## Extracted data
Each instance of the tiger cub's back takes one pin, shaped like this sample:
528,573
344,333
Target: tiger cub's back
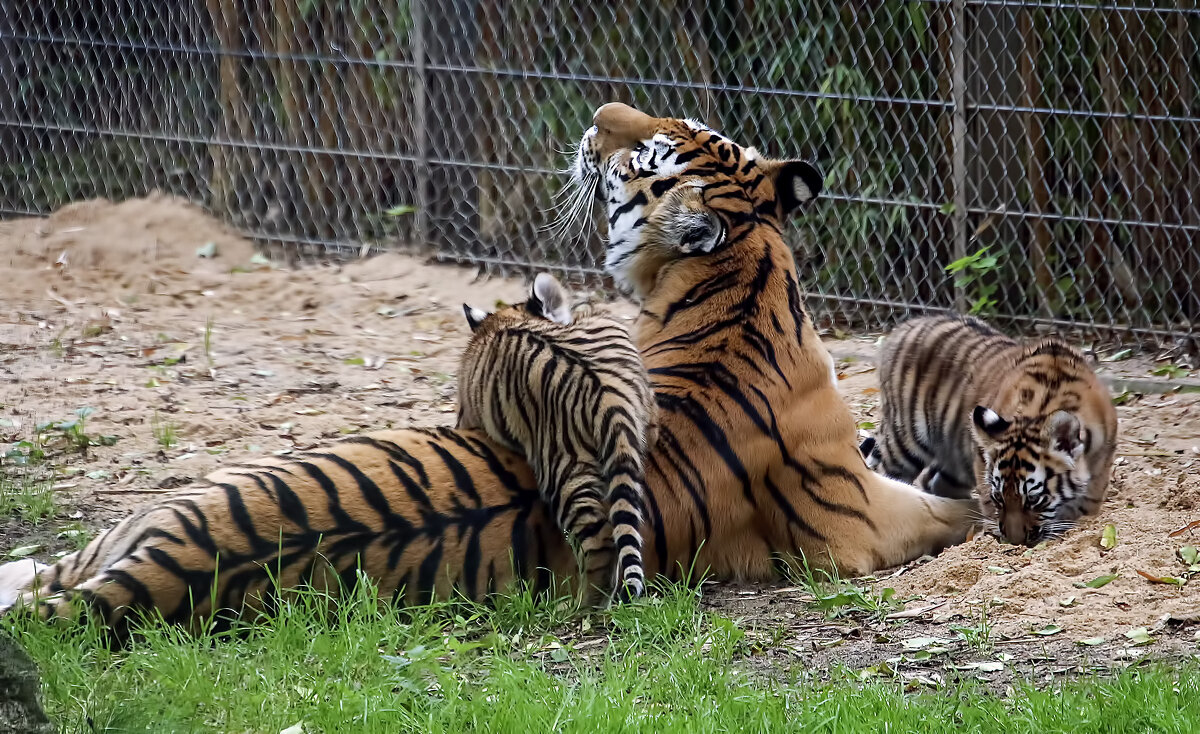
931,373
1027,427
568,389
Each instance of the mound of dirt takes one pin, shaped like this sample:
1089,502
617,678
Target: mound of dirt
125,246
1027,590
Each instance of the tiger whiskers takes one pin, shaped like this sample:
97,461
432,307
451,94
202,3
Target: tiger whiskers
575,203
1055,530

--

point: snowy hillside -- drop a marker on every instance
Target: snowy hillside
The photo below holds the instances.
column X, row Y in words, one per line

## Problem details
Please output as a numbered list the lines starting with the line containing "point: snowy hillside" and going on through the line containing "column X, row Y in words, one per line", leaving out any blank lines.

## Output
1. point: snowy hillside -- drop a marker on every instance
2. Target: snowy hillside
3. The photo below holds the instances.
4. column X, row Y in words, one per line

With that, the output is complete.